The task
The exercise asks you to copy every line below in which "glass" appears.

Supplied entries
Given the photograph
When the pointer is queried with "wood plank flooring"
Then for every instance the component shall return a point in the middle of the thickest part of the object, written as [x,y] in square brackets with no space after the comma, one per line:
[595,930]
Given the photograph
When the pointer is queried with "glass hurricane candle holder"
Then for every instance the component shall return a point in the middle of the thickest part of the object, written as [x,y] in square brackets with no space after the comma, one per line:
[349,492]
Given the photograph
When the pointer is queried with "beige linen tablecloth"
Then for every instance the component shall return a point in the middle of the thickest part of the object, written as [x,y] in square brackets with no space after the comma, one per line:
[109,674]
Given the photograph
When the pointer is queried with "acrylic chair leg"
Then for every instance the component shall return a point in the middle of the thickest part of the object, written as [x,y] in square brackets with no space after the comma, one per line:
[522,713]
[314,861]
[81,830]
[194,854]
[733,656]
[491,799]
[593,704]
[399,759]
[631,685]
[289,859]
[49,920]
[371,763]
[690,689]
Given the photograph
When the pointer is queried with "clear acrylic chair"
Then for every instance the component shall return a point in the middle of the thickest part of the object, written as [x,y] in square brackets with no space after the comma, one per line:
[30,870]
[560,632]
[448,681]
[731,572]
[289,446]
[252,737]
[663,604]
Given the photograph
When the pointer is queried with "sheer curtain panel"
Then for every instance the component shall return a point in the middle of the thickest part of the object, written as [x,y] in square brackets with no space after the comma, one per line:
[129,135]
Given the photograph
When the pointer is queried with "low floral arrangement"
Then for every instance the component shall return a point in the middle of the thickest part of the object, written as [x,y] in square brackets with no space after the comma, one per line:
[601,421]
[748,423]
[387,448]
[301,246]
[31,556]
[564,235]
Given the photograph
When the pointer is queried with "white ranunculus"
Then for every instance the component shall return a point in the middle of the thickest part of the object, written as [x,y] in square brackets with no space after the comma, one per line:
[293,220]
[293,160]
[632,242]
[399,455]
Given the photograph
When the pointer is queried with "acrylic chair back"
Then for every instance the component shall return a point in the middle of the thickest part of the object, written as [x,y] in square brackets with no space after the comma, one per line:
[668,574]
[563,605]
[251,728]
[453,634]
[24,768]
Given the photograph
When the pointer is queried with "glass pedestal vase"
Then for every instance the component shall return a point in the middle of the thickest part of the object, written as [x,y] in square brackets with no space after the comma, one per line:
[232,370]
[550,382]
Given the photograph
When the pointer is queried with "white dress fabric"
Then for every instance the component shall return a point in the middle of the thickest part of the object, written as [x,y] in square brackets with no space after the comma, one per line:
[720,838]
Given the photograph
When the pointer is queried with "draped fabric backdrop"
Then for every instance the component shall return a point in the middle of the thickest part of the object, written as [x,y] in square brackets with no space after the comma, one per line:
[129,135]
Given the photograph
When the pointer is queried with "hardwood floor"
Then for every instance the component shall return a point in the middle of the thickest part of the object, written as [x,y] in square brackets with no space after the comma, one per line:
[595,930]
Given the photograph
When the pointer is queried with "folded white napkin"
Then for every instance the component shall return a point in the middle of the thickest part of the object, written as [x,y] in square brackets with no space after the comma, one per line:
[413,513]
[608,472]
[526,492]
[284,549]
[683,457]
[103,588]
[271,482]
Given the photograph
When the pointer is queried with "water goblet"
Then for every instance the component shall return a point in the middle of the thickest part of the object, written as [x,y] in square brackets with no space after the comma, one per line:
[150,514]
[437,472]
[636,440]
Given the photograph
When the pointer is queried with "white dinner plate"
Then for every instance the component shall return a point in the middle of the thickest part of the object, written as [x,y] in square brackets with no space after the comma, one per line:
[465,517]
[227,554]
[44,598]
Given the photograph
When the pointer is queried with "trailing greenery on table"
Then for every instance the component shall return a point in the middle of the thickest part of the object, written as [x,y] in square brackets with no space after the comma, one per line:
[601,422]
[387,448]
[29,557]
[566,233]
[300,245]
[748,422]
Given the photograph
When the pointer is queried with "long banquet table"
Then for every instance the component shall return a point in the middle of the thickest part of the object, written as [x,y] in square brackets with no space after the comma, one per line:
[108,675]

Exercise solution
When the pointer is queried with "glass hurricane candle holder"
When the pointer is queried with "glass pedestal vase"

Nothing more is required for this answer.